Challenge →
Please convert every line of the items below into a Markdown table with two columns, Row for the row number and Text for the line, leaving out blank lines. Omit the pictures from the table.

Given records →
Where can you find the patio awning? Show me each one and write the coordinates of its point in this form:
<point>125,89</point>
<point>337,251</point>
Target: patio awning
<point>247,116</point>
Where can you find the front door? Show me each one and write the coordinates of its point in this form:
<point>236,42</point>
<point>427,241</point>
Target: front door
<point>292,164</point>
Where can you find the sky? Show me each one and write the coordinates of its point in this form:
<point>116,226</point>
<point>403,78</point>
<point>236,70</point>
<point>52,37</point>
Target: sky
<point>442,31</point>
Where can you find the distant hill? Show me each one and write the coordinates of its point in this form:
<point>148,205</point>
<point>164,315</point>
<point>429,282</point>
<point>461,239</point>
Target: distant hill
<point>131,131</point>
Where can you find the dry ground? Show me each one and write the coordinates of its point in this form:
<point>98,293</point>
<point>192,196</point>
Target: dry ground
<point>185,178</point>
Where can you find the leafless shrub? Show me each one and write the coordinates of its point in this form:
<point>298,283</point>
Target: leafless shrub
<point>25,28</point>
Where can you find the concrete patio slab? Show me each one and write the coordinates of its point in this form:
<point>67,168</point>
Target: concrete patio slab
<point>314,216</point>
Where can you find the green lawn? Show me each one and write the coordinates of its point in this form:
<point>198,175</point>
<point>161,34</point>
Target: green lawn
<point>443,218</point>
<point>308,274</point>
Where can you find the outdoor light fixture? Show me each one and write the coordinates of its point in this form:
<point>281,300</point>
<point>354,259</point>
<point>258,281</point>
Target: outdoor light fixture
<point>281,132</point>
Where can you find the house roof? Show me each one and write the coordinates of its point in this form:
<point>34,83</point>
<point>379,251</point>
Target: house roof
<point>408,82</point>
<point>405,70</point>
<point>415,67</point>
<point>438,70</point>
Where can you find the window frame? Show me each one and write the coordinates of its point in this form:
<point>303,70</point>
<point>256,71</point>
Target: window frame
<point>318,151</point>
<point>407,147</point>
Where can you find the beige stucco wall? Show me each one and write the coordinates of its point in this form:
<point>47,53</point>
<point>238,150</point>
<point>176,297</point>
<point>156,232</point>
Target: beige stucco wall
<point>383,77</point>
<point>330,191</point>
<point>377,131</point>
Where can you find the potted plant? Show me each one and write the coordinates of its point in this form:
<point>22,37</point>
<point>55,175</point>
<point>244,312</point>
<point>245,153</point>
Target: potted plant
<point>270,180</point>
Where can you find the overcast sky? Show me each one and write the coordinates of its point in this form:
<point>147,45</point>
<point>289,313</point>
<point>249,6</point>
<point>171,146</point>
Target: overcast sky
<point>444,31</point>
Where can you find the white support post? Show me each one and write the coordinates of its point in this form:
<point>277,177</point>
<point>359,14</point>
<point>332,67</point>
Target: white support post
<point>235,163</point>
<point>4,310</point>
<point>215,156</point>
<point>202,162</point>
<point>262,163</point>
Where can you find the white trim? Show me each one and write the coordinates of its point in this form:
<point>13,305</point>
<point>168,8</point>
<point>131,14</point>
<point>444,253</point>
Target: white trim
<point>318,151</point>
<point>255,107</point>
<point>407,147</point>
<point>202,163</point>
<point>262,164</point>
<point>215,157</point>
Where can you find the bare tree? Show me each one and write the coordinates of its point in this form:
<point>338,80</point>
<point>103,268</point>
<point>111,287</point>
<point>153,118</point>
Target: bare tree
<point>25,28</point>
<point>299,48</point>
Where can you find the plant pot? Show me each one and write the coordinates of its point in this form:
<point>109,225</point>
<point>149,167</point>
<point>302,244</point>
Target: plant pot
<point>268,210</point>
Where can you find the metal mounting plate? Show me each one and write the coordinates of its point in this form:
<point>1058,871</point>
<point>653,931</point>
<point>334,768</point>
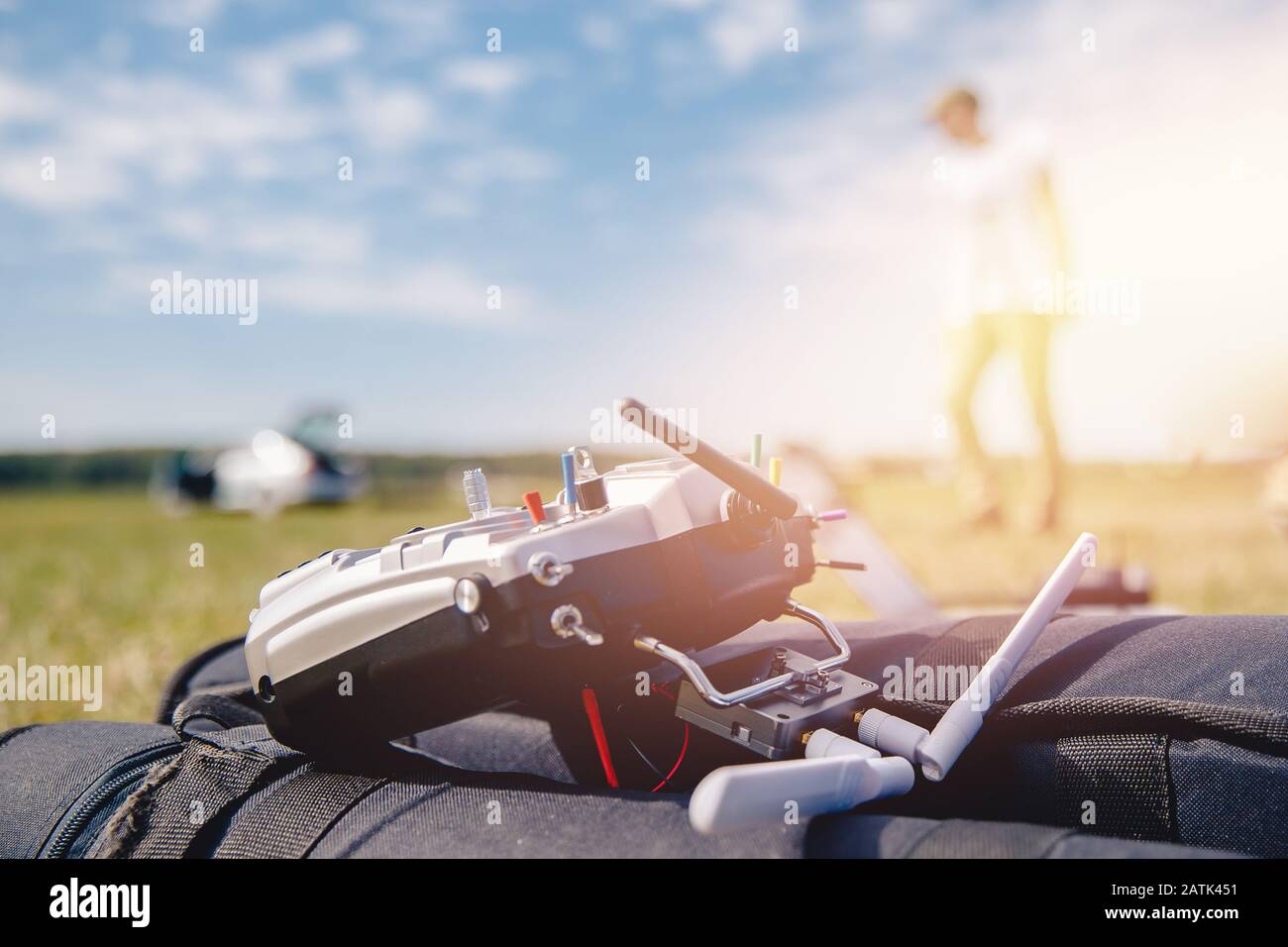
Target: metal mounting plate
<point>772,725</point>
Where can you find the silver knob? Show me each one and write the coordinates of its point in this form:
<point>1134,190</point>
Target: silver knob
<point>566,622</point>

The completed task →
| Row | Text |
|---|---|
| 1 | Where can you find the patio awning? Show me each one and write the coordinates of its point in this form: |
| 2 | <point>125,89</point> |
| 3 | <point>337,251</point> |
| 4 | Target: patio awning |
| 5 | <point>247,116</point> |
| 6 | Where can you find the front door? Show me each one and write the coordinates of its point in this form: |
| 7 | <point>236,42</point> |
| 8 | <point>427,241</point> |
| 9 | Target: front door |
| 10 | <point>292,164</point> |
| 11 | Where can you find the sky? Show me each one and write the coordinates of its point in this form: |
| 12 | <point>116,226</point> |
| 13 | <point>403,78</point> |
| 14 | <point>236,70</point> |
| 15 | <point>52,37</point> |
| 16 | Target: sky |
| 17 | <point>442,31</point> |
| 18 | Where can you find the distant hill? Show me each one and write the coordinates of its point in this form: |
| 19 | <point>148,205</point> |
| 20 | <point>164,315</point> |
| 21 | <point>429,282</point> |
| 22 | <point>461,239</point> |
| 23 | Target: distant hill |
| 24 | <point>131,131</point> |
| 25 | Where can you find the dry ground? Show me each one and write the coordinates of its point in this form: |
| 26 | <point>98,293</point> |
| 27 | <point>192,196</point> |
| 28 | Target: dry ground |
| 29 | <point>185,178</point> |
| 30 | Where can you find the leafless shrub? Show me each one and write the coordinates of its point in this form: |
| 31 | <point>298,283</point> |
| 32 | Target: leafless shrub |
| 33 | <point>25,28</point> |
| 34 | Where can you find the concrete patio slab? Show me each one and write the coordinates of its point in this form: |
| 35 | <point>67,168</point> |
| 36 | Target: concrete patio slab |
| 37 | <point>314,216</point> |
| 38 | Where can you find the green lawn? Show me each one and write the coordinates of its point in this form: |
| 39 | <point>198,175</point> |
| 40 | <point>161,34</point> |
| 41 | Target: green lawn |
| 42 | <point>443,218</point> |
| 43 | <point>308,274</point> |
| 44 | Where can you find the outdoor light fixture? Show me each one and write the coordinates of its point in this form: |
| 45 | <point>281,300</point> |
| 46 | <point>354,259</point> |
| 47 | <point>258,281</point> |
| 48 | Target: outdoor light fixture |
| 49 | <point>281,132</point> |
| 50 | Where can you find the house roof? Show me each one and write the coordinates of its point in this form: |
| 51 | <point>34,83</point> |
| 52 | <point>379,251</point> |
| 53 | Target: house roof |
| 54 | <point>408,82</point> |
| 55 | <point>405,70</point> |
| 56 | <point>415,67</point> |
| 57 | <point>438,70</point> |
| 58 | Where can you find the window frame? Show me each one and write the coordinates of its point in this form: |
| 59 | <point>303,70</point> |
| 60 | <point>256,71</point> |
| 61 | Target: window frame |
| 62 | <point>318,151</point> |
| 63 | <point>407,147</point> |
| 64 | Where can you find the beige stucco wall? Show me each one and write the coordinates of its point in this form: |
| 65 | <point>47,53</point> |
| 66 | <point>238,150</point> |
| 67 | <point>176,297</point> |
| 68 | <point>156,232</point> |
| 69 | Target: beige stucco wall |
| 70 | <point>383,77</point> |
| 71 | <point>330,191</point> |
| 72 | <point>377,131</point> |
| 73 | Where can you find the potted plant? Show me each one and write the coordinates of its point in this form: |
| 74 | <point>22,37</point> |
| 75 | <point>55,175</point> |
| 76 | <point>244,312</point> |
| 77 | <point>245,153</point> |
| 78 | Target: potted plant |
| 79 | <point>270,180</point> |
| 80 | Where can you find the overcast sky? Show me each one and write the coordinates of its point in this form: |
| 81 | <point>147,45</point> |
| 82 | <point>289,313</point> |
| 83 | <point>249,6</point> |
| 84 | <point>171,146</point> |
| 85 | Target: overcast sky |
| 86 | <point>444,31</point> |
| 87 | Where can you find the white support post? Show me each one and write the coordinates of its point in this form: |
| 88 | <point>277,177</point> |
| 89 | <point>359,14</point> |
| 90 | <point>332,67</point> |
| 91 | Target: white support post |
| 92 | <point>235,163</point> |
| 93 | <point>4,310</point> |
| 94 | <point>215,156</point> |
| 95 | <point>202,162</point> |
| 96 | <point>262,163</point> |
| 97 | Where can you find the white trim? Show me each one and write the coordinates of its point in this form: |
| 98 | <point>13,305</point> |
| 99 | <point>168,8</point> |
| 100 | <point>131,14</point> |
| 101 | <point>444,253</point> |
| 102 | Target: white trim |
| 103 | <point>318,151</point> |
| 104 | <point>255,107</point> |
| 105 | <point>407,147</point> |
| 106 | <point>202,163</point> |
| 107 | <point>262,164</point> |
| 108 | <point>215,157</point> |
| 109 | Where can you find the bare tree? Show me each one and write the coordinates of its point in this form: |
| 110 | <point>338,80</point> |
| 111 | <point>103,268</point> |
| 112 | <point>111,287</point> |
| 113 | <point>153,118</point> |
| 114 | Target: bare tree |
| 115 | <point>25,28</point> |
| 116 | <point>299,48</point> |
| 117 | Where can you find the plant pot? Show me each one and write the coordinates of its point in this form: |
| 118 | <point>109,225</point> |
| 119 | <point>149,167</point> |
| 120 | <point>302,244</point> |
| 121 | Target: plant pot |
| 122 | <point>268,210</point> |
| 123 | Where can you find the metal mounting plate? Show me each one and write the coordinates of its point in this form: |
| 124 | <point>1058,871</point> |
| 125 | <point>653,931</point> |
| 126 | <point>334,768</point> |
| 127 | Target: metal mounting plate |
| 128 | <point>772,725</point> |
| 129 | Where can you find the silver knob? Show me each one and write the coordinates of its point in this form: |
| 130 | <point>1134,190</point> |
| 131 | Target: silver knob |
| 132 | <point>566,622</point> |